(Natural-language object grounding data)
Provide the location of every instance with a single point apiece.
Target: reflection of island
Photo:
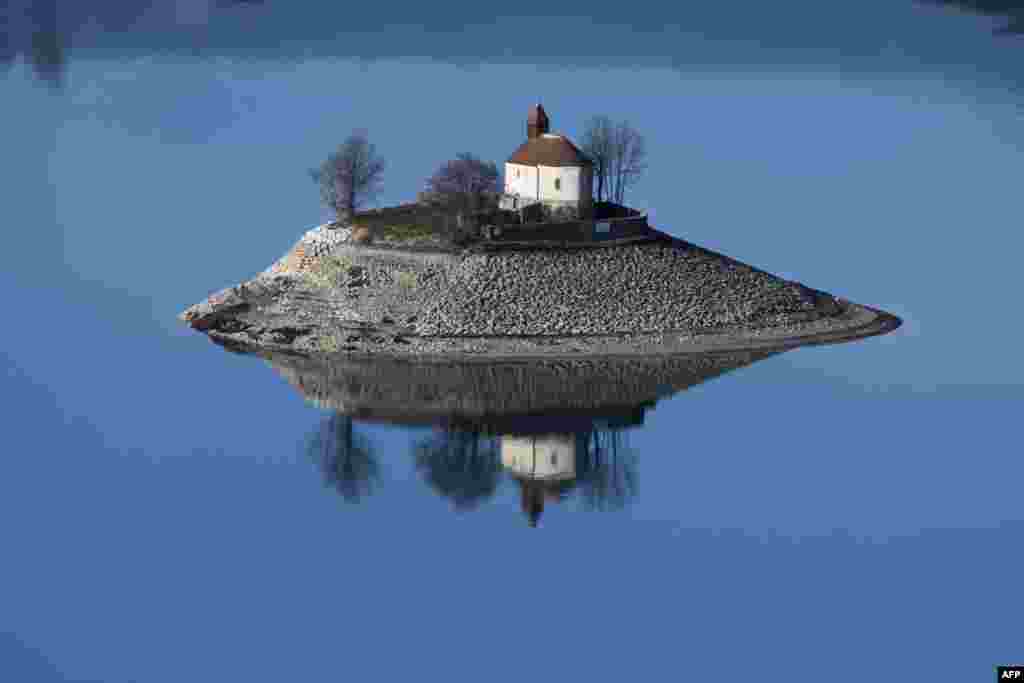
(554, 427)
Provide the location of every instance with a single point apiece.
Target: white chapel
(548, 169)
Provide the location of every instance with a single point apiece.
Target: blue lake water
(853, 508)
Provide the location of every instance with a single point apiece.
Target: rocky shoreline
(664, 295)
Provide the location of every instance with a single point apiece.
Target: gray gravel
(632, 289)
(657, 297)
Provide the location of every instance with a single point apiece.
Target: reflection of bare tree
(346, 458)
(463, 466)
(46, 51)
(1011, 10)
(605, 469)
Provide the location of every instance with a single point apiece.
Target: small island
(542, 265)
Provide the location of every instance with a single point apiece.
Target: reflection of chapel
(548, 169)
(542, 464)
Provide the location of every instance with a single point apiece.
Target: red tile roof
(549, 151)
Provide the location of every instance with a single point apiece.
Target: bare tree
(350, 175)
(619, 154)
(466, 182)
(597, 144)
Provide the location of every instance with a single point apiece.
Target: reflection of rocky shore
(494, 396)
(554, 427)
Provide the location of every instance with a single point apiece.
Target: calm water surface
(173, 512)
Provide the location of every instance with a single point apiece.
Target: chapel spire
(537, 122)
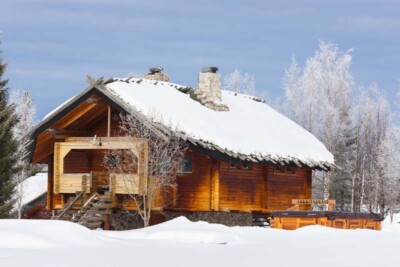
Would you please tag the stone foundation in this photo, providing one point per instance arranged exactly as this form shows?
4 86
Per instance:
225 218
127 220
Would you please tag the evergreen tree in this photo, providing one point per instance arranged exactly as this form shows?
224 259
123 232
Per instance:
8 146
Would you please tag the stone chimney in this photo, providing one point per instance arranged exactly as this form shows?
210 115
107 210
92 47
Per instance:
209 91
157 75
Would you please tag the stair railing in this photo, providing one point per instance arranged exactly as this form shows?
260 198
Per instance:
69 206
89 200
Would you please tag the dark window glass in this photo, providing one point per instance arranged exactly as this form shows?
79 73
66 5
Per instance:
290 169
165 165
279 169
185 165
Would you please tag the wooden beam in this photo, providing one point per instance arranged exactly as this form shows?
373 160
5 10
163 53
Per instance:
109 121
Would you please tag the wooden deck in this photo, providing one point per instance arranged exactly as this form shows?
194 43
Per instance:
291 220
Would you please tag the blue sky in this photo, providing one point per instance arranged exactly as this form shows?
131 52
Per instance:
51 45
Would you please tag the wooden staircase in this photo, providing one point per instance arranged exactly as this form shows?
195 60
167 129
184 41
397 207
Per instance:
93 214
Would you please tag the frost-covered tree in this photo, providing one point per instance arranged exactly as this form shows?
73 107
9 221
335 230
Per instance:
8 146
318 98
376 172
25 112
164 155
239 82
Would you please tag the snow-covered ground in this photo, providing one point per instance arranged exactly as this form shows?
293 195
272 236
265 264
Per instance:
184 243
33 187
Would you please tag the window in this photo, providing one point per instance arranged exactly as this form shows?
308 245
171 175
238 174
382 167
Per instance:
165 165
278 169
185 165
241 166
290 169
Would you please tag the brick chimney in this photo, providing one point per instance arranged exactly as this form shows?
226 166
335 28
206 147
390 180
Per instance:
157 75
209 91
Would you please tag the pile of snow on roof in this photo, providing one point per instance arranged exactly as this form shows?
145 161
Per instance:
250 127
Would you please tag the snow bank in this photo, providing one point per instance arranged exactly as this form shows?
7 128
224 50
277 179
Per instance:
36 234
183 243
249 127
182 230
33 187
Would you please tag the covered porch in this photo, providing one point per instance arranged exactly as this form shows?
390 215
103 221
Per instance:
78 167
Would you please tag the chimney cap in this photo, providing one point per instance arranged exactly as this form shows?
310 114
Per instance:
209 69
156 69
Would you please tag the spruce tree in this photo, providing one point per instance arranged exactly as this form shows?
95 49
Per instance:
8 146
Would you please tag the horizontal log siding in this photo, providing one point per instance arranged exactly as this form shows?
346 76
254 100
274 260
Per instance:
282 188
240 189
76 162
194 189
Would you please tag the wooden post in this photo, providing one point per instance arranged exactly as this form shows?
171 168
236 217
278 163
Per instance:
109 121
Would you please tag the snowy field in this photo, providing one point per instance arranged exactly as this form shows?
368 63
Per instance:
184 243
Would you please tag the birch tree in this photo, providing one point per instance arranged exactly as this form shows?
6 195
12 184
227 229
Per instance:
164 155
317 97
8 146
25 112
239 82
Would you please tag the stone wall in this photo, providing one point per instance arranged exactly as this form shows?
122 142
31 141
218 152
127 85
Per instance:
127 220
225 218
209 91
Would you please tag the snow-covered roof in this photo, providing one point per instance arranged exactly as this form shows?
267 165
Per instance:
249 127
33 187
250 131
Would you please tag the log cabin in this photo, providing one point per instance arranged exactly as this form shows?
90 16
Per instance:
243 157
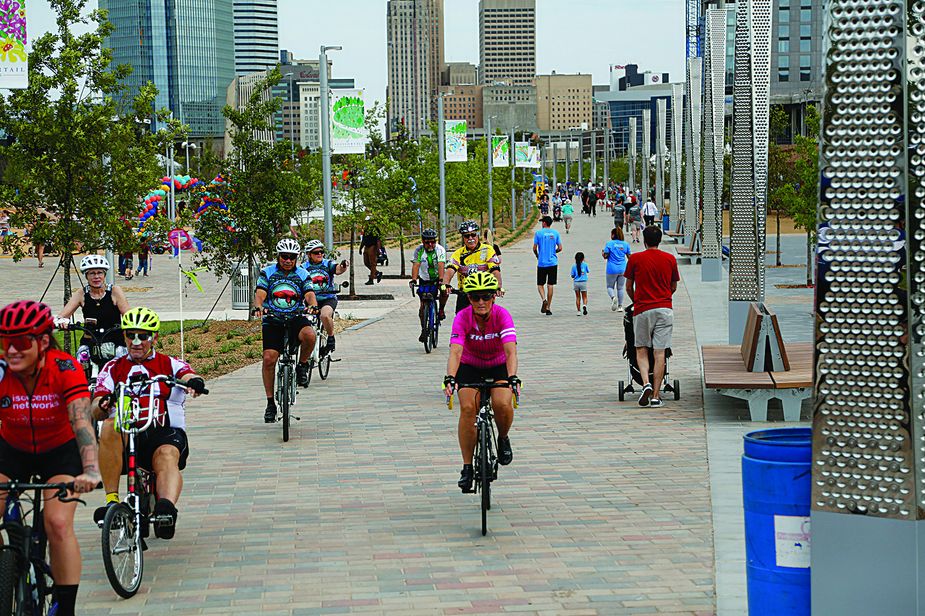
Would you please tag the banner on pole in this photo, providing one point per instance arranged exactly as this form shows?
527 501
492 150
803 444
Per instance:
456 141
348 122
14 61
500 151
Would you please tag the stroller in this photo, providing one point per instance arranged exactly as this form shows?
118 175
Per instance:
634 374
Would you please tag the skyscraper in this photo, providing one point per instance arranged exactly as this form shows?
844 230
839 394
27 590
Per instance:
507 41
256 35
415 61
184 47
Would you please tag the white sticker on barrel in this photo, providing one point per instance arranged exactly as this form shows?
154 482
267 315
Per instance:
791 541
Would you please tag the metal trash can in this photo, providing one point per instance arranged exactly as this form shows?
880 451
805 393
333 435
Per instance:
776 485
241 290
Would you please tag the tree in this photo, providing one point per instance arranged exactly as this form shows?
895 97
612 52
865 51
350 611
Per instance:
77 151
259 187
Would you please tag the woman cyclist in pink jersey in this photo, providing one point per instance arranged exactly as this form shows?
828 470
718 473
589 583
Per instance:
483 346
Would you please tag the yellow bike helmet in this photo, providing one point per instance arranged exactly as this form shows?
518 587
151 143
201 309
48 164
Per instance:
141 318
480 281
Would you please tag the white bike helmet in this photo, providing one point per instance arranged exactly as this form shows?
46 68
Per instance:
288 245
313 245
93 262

• Work task: Your copy should hold all the data word for word. It should hold no pictures.

• Exercise answer:
Provide the location of every instance with a single point apiece.
Target: reflection of island
Photo:
(554, 427)
Provide the location of every instance with a single point apiece.
Target: white chapel
(548, 169)
Provide the location of every instance with a single point apiece.
Target: blue lake water
(853, 508)
Provide the location of every instance with a single point apiece.
Target: rocky shoreline
(664, 295)
Provide the location of every instance with a single point apiece.
Target: gray gravel
(632, 289)
(657, 297)
Provide the location of every instance with a single point apiece.
Target: reflection of bare tree
(346, 458)
(463, 466)
(46, 51)
(1011, 10)
(605, 469)
Provide the location of every instance with a single point apiece.
Target: small island
(542, 265)
Provide the location of every instance with a single point apiece.
Target: reflection of chapel
(548, 169)
(542, 464)
Provide the location of every instance with a single point apiece.
Target: red tile roof
(549, 151)
Provide the location of every instance with a single point apiece.
Target: bare tree
(350, 175)
(619, 154)
(466, 182)
(597, 144)
Provide the location of every instance with a single point apiece.
Target: reflection of rocky shore
(494, 396)
(554, 427)
Provide the location of every instance with a single point apiece.
Target: calm water surface
(173, 512)
Provide the location of every instance with a single point apiece.
Target: chapel spire
(537, 122)
Would you please tag the stone foundation in this photo, providing one point per instance arranged exactly as this form shows?
4 86
Per instance:
225 218
127 220
Would you please tag the evergreen tree in this photo, providing one point per instance arranged exactly as this form shows?
224 259
123 232
Per instance:
8 146
Would you please tag the stone chimney in this photo, providing one point per instance arranged exactly as this form shows?
210 115
107 210
92 47
Per instance:
209 91
157 75
Would you please tag the stair railing in this photo, providing one point per instance arranged exactly as this form shows?
260 198
Per instance:
69 206
89 200
Would you please tag the dark window glass in this photo, providing one point per instance arranged exactly as this form shows?
79 73
66 5
Per instance:
290 169
165 165
279 169
185 165
Would you please tag the wooden beam in this photo, providing one point per instance arranged exactly as this form shows?
373 160
5 10
163 53
Per instance:
109 121
Would you please tag the wooden deck in this photo, providing one point per instance arranged exactly as this form shows?
194 43
Per instance:
291 220
Would you please tag the blue sky in this photo, providing one point per instance arranged exactly as this form shows?
131 52
Per instance:
51 45
Would you please tag the wooden staircase in this photo, providing one point per instance arranged exactly as this form shows?
195 60
167 129
184 41
397 207
Per instance:
93 214
Would you please tag the frost-covered tree in this photo, providing one point per instance arranged exactly as this form shows?
73 107
9 221
335 230
Per instance:
8 146
318 98
376 172
25 112
164 155
239 82
Would you please tag the snow-covered ground in this photo, providing one point per instance arranged exactly as this form shows?
293 195
272 236
265 264
Per instance:
184 243
33 187
Would you please tag the window in this photo, providing one point per instance arranged exactly as this form shows?
308 245
171 175
238 174
382 167
Per instance:
165 165
278 169
185 165
241 166
290 169
Would you please tag the brick chimney in this photo, providing one point per instance arranged exactly as this form shows?
226 166
335 28
206 147
390 180
Per instance:
157 75
209 91
Would you please tag the pile of snow on roof in this photo, providing one point per instance arranged exactly as this form shows?
145 161
Per instance:
250 127
Would you please tag the snow bank in this photo, providing one point per instance arranged exactly as this form shows?
7 128
224 50
277 179
Per instance:
36 234
183 243
249 127
182 230
33 187
Would you please tag the covered porch in this photo, providing one point per instance arranged exactly as this form shows?
390 215
103 221
Per instance:
78 167
Would you please tag the chimney cap in this photo, providing one point per instance arranged exactly as this form shows?
310 114
Per instance:
209 69
156 69
Would you please tag the spruce tree in this photo, providing one point per instance arranged exactly as this form shows?
95 49
Per instance:
8 146
Would you please tag the horizontal log siding in this photo, providing one point per instance arranged exactly as this form shows?
346 76
254 100
274 260
Per instance:
282 188
240 189
76 162
194 189
Would you please tag the wooden post in this photo, providing one point per instance arranged exactly as this form shows?
171 168
236 217
278 163
Per instance:
109 121
Would you please tag the snowy field in this photo, providing one point per instance arranged exactly as this form shows?
368 63
Per instance:
184 243
Would you please tag the birch tree in this photo, providing one point per instance arranged exactly as this form shows?
6 195
12 184
227 229
Per instance:
164 155
317 97
8 146
25 112
239 82
Would you please tag the stone wall in this photo, providing one point per instance arranged exactly as this form shows?
122 142
31 141
218 152
127 85
Per instance:
127 220
225 218
209 91
Would you please tag the snow-covered roof in this photo, providing one point per instance arranged exactly as this form shows?
267 165
Per instance:
249 127
33 187
250 131
Would you please tag the log cabin in this photo, providing one point per instance arranged exactly as this form shows?
90 16
Per instance:
243 157
Would you please tag the banner on pole in this photo, providing one point per instance arranged exactly as this form shows?
527 501
492 150
803 444
Per instance:
456 141
348 122
14 61
500 151
Would you please tag the stroller in this photo, providing one point per instance arranged exactly as this form shows?
118 175
Per instance:
634 374
Would you please tag the skyscraper in this photo, providing one point per instance arranged exactly as this form shows?
844 230
839 394
27 590
Per instance:
507 41
256 35
415 61
184 47
Would you please tag the white sticker on barrel in this photo, providing one point per instance arranged exactly as this form shows?
154 482
267 315
Per instance:
791 541
Would you please tag the metal trash can in this photo, providing one point per instance arranged exactly as this form shows?
880 451
805 393
333 435
Per instance:
776 485
241 290
Would you please tag the tree in this photo, providing one point per instance arranged exactly as this form shows?
895 97
612 52
865 51
350 611
Per instance:
77 151
259 187
Would you please tag the woman cyclist in pink jersey in this photo, providing one point per instance arranged exactly as this form shows?
828 470
718 473
589 583
Per instance:
483 346
Would you please tag the yellow bike helmet in this photo, providing one point per instance arranged exactly as this form shows?
518 587
151 143
201 309
48 164
Per instance:
141 318
480 281
Would you please tag the white bike helmet in this photo, providing one point per instance arranged exactly as this form shows?
46 68
Per instance:
288 245
313 245
93 262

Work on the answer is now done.